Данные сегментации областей
^^^^
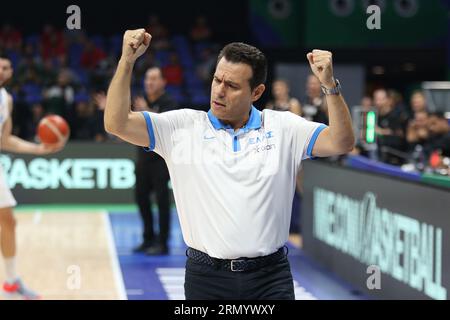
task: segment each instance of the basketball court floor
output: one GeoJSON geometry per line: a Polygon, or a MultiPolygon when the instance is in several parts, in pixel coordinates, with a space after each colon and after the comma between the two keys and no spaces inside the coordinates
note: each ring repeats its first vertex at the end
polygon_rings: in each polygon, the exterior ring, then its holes
{"type": "MultiPolygon", "coordinates": [[[[16,218],[18,270],[43,299],[184,299],[186,245],[175,209],[170,254],[153,257],[132,252],[141,240],[134,206],[19,206],[16,218]]],[[[367,299],[288,247],[296,299],[367,299]]]]}

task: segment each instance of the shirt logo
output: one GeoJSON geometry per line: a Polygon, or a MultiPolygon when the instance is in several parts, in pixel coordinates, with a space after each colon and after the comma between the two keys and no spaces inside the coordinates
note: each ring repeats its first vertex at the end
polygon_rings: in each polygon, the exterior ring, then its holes
{"type": "Polygon", "coordinates": [[[257,143],[263,142],[266,139],[270,139],[270,138],[273,138],[273,137],[274,137],[273,131],[268,131],[268,132],[266,132],[265,135],[263,135],[261,137],[248,139],[248,144],[257,144],[257,143]]]}

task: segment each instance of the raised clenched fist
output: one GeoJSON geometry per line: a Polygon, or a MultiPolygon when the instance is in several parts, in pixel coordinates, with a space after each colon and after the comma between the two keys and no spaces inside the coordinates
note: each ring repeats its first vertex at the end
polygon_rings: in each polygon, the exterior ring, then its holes
{"type": "Polygon", "coordinates": [[[320,83],[327,88],[334,87],[333,55],[331,52],[316,49],[309,52],[306,57],[308,58],[312,72],[319,78],[320,83]]]}
{"type": "Polygon", "coordinates": [[[134,63],[150,45],[152,36],[145,29],[127,30],[123,35],[122,59],[134,63]]]}

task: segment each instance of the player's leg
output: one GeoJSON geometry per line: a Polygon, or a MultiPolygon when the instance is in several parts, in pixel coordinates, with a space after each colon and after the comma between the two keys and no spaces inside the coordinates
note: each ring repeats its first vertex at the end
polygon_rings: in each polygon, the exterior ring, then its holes
{"type": "Polygon", "coordinates": [[[153,212],[150,203],[151,182],[148,174],[149,168],[144,161],[136,163],[135,199],[139,207],[139,213],[143,225],[143,241],[134,252],[144,252],[153,244],[155,234],[153,231],[153,212]]]}
{"type": "Polygon", "coordinates": [[[149,250],[149,254],[167,254],[169,232],[170,232],[170,197],[169,197],[169,171],[163,159],[155,163],[153,175],[153,185],[155,186],[156,198],[158,201],[159,212],[159,243],[153,250],[149,250]]]}
{"type": "Polygon", "coordinates": [[[38,299],[39,296],[28,289],[17,275],[16,219],[14,218],[12,207],[0,208],[0,249],[6,272],[3,294],[7,298],[38,299]]]}

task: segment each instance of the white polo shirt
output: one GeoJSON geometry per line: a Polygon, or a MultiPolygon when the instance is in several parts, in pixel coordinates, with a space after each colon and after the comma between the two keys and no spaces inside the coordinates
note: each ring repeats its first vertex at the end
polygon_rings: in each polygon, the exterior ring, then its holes
{"type": "Polygon", "coordinates": [[[149,150],[169,168],[188,246],[235,259],[286,243],[297,172],[325,125],[255,107],[237,132],[211,111],[143,114],[149,150]]]}

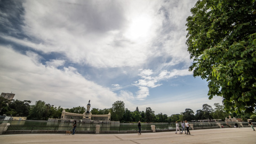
^^^^
--- СУТЬ ЗАДАНИЯ ---
Верни все записи выше дословно и полностью, но без изображений.

--- РЕШЕНИЕ ---
task: segment each instance of the basketball court floor
output: one GeoJSON geometry per line: a Polygon, or a MultiPolygon when the instance is in several parts, in pixel coordinates, with a space after each colon and after the comma between the two keys and no spaces inside the coordinates
note: each ring repeats its first vertex at the end
polygon_rings: in each polygon, the exterior ring, then its holes
{"type": "MultiPolygon", "coordinates": [[[[16,218],[18,270],[43,299],[184,299],[186,245],[175,209],[170,254],[153,257],[132,252],[141,240],[134,206],[19,206],[16,218]]],[[[367,299],[288,247],[296,299],[367,299]]]]}

task: segment each instance of the shirt logo
output: one GeoJSON geometry per line: a Polygon, or a MultiPolygon when the instance is in several parts, in pixel coordinates, with a space after each colon and after the comma between the two keys and no spaces inside the coordinates
note: each ring repeats its first vertex at the end
polygon_rings: in each polygon, the exterior ring, then its holes
{"type": "Polygon", "coordinates": [[[257,143],[263,142],[266,139],[270,139],[270,138],[273,138],[273,137],[274,137],[273,131],[268,131],[268,132],[266,132],[265,135],[263,135],[261,137],[248,139],[248,144],[257,144],[257,143]]]}

task: segment each instance of the raised clenched fist
output: one GeoJSON geometry per line: a Polygon, or a MultiPolygon when the instance is in several parts, in pixel coordinates, with a space after each colon and after the comma between the two keys and no spaces inside the coordinates
note: each ring repeats its first vertex at the end
polygon_rings: in each polygon, the exterior ring, then its holes
{"type": "Polygon", "coordinates": [[[320,83],[327,88],[334,87],[333,55],[331,52],[316,49],[309,52],[306,57],[308,58],[312,72],[319,78],[320,83]]]}
{"type": "Polygon", "coordinates": [[[134,63],[150,45],[152,36],[145,29],[127,30],[123,35],[122,59],[134,63]]]}

task: segment each instance of the player's leg
output: one GeoJSON geometry per line: a Polygon, or a MultiPolygon when the instance is in several parts, in pixel coordinates, with a space after each colon and after the comma between the two keys and no spaces inside the coordinates
note: each ring repeats its first vertex at the end
polygon_rings: in each polygon, the exterior ring, then its holes
{"type": "Polygon", "coordinates": [[[153,212],[150,203],[151,182],[148,174],[149,168],[144,161],[136,163],[135,199],[139,207],[139,213],[143,225],[143,241],[134,252],[144,252],[153,244],[155,234],[153,231],[153,212]]]}
{"type": "Polygon", "coordinates": [[[149,250],[149,254],[167,254],[169,232],[170,232],[170,197],[169,197],[169,171],[163,159],[155,163],[153,175],[153,185],[155,186],[156,198],[158,201],[159,212],[159,243],[153,250],[149,250]]]}
{"type": "Polygon", "coordinates": [[[38,299],[39,296],[28,289],[17,275],[16,219],[14,218],[12,207],[0,208],[0,249],[6,272],[3,294],[7,298],[38,299]]]}

task: segment each instance of the white polo shirt
output: one GeoJSON geometry per line: a Polygon, or a MultiPolygon when the instance is in several parts, in pixel coordinates, with a space after each colon and after the comma between the two keys and no spaces inside the coordinates
note: each ring repeats its first vertex at the end
polygon_rings: in each polygon, the exterior ring, then its holes
{"type": "Polygon", "coordinates": [[[149,150],[169,168],[188,246],[235,259],[286,243],[297,172],[325,125],[255,107],[237,132],[211,111],[143,114],[149,150]]]}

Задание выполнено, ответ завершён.